(Stored data entries)
------------------------------------

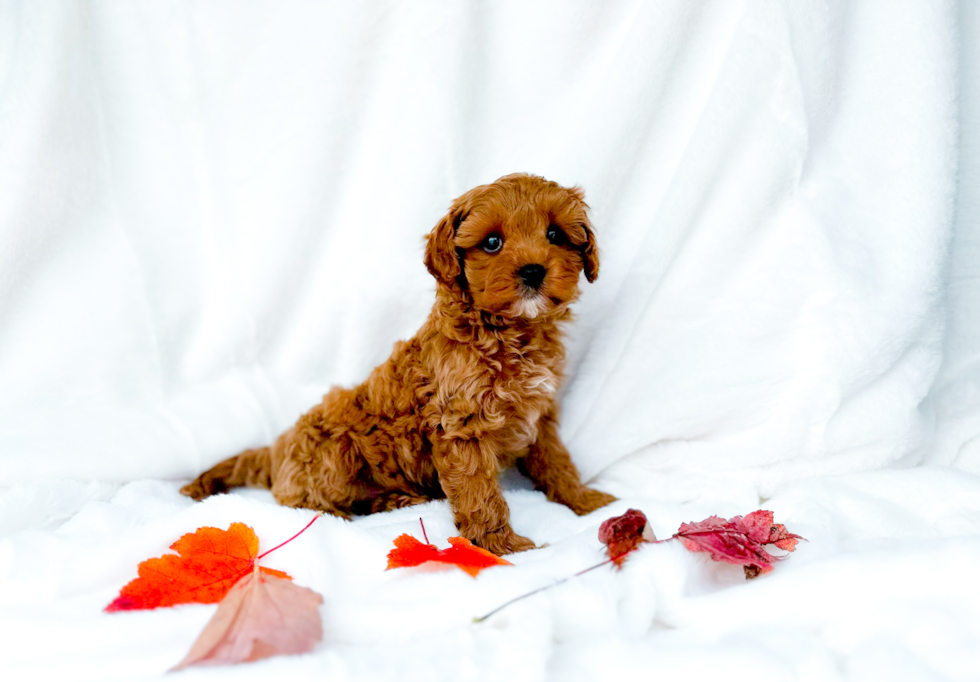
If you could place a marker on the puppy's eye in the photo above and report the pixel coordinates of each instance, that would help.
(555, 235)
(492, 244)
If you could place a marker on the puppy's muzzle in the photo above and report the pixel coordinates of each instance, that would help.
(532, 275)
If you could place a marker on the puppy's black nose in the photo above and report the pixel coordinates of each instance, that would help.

------------------------------------

**Aim of the exercise:**
A verbatim copy of the data, pictures removed, is the expected result.

**Answer below:**
If you could place a marker on the puppy's eye in the photo above and report the pixel coordinates of each instance, that would help.
(555, 235)
(492, 244)
If you could place a marker on the puppy's muzzle in the photo above and report the pixel coordinates of each instance, that would help.
(532, 275)
If you could place a marker on the puppy's black nose in the photo above and report the pixel coordinates of each instance, that would help.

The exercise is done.